▶ PASSAGE TO READ
IV. Work environment
- IV.1 Location: Offshore FPSO; topsides process areas, utility decks, cargo tanks (confined space only under permit), and control room.
- IV.2 Shift/rotation: Commonly 28/28, 21/21, or 14/14; 12-hour shifts with day/night swing; additional hours during offloading or upsets.
- IV.3 Travel: Helicopter or fast crew vessel; mustering and baggage limits apply.
- IV.4 Conditions: Marine motion, salt exposure, high noise/heat zones; strict PPE and gas-monitoring protocols.
- IV.5 SIMOPS: Heightened controls during tandem offloading and supply activities; zoned communications and permit restrictions.
V. Reporting lines and cross-functional interfaces
- V.1 Reporting lines: Reports to Production Supervisor or Lead Production Operator; functionally under the Offshore Installation Manager for operations governance.
- V.2 Interfaces:
- V.2.a Control room operators: Panel guidance, setpoint changes, alarm response, shutdown logic.
- V.2.b Maintenance teams: Mechanical, electrical, and instrumentation technicians for breakdowns, calibrations, predictive tasks.
- V.2.c Marine and cargo team: Cargo supervisors, deck crew, mooring/offloading coordination, inerting and tank preparation.
- V.2.d Subsea/wells support: Subsea engineers, well services for interventions, pigging, and chemical strategy.
- V.2.e HSE and permit authority: Gas testing, confined space controls, incident reporting, drills.
- V.2.f Onshore operations/production engineers: Daily production calls, deferment coding, chemical optimization, test plans.
VI. Career ladder and progression
- VI.1 Entry/Operator: Focus on field rounds, line-ups, sampling, and basic panel interactions under supervision.

▶ DATA PROVIDED

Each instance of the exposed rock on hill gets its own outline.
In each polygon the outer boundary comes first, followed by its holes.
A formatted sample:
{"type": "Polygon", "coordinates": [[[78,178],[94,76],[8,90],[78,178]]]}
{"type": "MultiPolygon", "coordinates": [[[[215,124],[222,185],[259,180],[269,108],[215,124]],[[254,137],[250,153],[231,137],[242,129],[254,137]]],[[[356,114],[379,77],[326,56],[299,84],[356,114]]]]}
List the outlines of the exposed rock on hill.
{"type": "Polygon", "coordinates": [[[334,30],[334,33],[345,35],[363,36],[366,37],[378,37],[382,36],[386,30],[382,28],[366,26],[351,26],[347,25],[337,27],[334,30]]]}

▶ INSTRUCTIONS
A. Please reproduce the FPSO job description from "- IV.5 SIMOPS: Heightened" up to and including "and chemical strategy.".
B. Resume the FPSO job description after its final line, carrying on with the career ladder.
The data were drawn from an unrelated source.

▶ EXPECTED RESPONSES
A.
- IV.5 SIMOPS: Heightened controls during tandem offloading and supply activities; zoned communications and permit restrictions.
V. Reporting lines and cross-functional interfaces
- V.1 Reporting lines: Reports to Production Supervisor or Lead Production Operator; functionally under the Offshore Installation Manager for operations governance.
- V.2 Interfaces:
- V.2.a Control room operators: Panel guidance, setpoint changes, alarm response, shutdown logic.
- V.2.b Maintenance teams: Mechanical, electrical, and instrumentation technicians for breakdowns, calibrations, predictive tasks.
- V.2.c Marine and cargo team: Cargo supervisors, deck crew, mooring/offloading coordination, inerting and tank preparation.
- V.2.d Subsea/wells support: Subsea engineers, well services for interventions, pigging, and chemical strategy.

B.
- VI.2 Experienced Production Operator: Executes start-up/shutdown, leads area operations, mentors juniors, participates in cause-and-effect testing.
- VI.3 Lead Production Operator / Senior Operator: Coordinates shift activities across areas, chairs shift handover, verifies permits, and leads upsets stabilization.
- VI.4 Control Room Operator (progression path): Full panel responsibilities for topsides and cargo from the CCR; alarm management and shutdown leadership.
- VI.5 Production Supervisor: Shift-level leadership, production optimization, KPI delivery, interface with marine and maintenance for campaign planning.
- VI.6 Beyond operations: Roles in operations planning, production optimization engineering, or onshore operations management.
VI.A Progression trigger
Typically promoted after 6–10 hitches with demonstrated competence across two or more areas (e.g., separation and produced water) plus completed company competency assurance elements; CCR transition often requires panel authorization, advanced PTW authority, and successful emergency response evaluations.
Deliverables & Interfaces
- D.1 Core deliverables: Stable production within spec (oil, gas, water), accurate daily production reports, shift logs, chemical consumption records, sampling results, and verified permits/isolations.
- D.2 Handoffs: Shift-to-shift handover notes, work requests in CMMS to maintenance, production data to onshore teams, cargo documents to marine/cargo control.
- D.3 Accountability: Adherence to operating envelopes, zero harm targets, environmental discharge limits (oil-in-water), and flare minimization plans.
Toolchain Snapshot
- T.1 Software: DCS/HMI, ePTW, CMMS, eLogbook, production reporting/allocation tools, digital rounds applications.
- T.2 Field kit: Portable gas detector, multigas tubes, infrared thermometer, vibration pen, manual ullage/sounding tools, sample bottles, turbidity and oil-in-water meters.
- T.3 Process hardware: Three-phase separators, hydrocyclones, treaters, compressors, dehydration units, cargo meters, inert gas system, flare and blowdown network.